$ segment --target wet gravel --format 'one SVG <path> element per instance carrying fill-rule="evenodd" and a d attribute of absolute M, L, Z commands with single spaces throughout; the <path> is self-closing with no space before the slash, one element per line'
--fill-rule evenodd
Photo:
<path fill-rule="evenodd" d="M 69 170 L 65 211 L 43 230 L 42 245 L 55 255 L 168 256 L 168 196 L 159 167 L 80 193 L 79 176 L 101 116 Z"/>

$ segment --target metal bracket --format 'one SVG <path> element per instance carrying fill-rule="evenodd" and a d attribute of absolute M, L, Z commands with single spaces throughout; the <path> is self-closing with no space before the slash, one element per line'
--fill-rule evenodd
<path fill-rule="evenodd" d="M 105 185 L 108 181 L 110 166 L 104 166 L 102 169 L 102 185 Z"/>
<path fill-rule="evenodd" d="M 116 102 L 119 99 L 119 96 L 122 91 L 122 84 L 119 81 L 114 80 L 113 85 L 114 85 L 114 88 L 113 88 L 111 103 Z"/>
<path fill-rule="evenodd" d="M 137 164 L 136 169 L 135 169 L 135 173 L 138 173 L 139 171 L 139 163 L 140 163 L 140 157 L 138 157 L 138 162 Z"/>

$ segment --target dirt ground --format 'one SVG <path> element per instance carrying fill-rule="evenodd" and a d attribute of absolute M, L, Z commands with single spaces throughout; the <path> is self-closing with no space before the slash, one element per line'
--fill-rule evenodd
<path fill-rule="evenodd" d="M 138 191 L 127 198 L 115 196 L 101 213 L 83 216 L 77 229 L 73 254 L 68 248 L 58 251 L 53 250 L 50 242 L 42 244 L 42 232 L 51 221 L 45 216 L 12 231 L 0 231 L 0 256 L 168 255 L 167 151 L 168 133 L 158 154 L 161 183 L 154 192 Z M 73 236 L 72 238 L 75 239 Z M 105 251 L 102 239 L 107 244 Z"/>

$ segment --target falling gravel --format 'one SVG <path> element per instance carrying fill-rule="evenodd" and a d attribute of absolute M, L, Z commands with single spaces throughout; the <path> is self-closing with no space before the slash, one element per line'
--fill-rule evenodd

## [REQUIRED TASK]
Write out every line from the start of the entries up to and including the line containing "69 170 L 65", requests included, and shift each polygon coordinate in the answers by adding -80 to it.

## [FULL RESPONSE]
$ segment --target wet gravel --format 'one SVG <path> element per instance carrying fill-rule="evenodd" and a d attribute of absolute M, L, Z commands with single spaces throughout; the <path> is self-closing with no space before the slash, one element per line'
--fill-rule evenodd
Photo:
<path fill-rule="evenodd" d="M -11 90 L -15 131 L -37 150 L -38 165 L -25 175 L 88 176 L 88 116 L 79 87 L 0 113 L -1 96 L 21 36 Z"/>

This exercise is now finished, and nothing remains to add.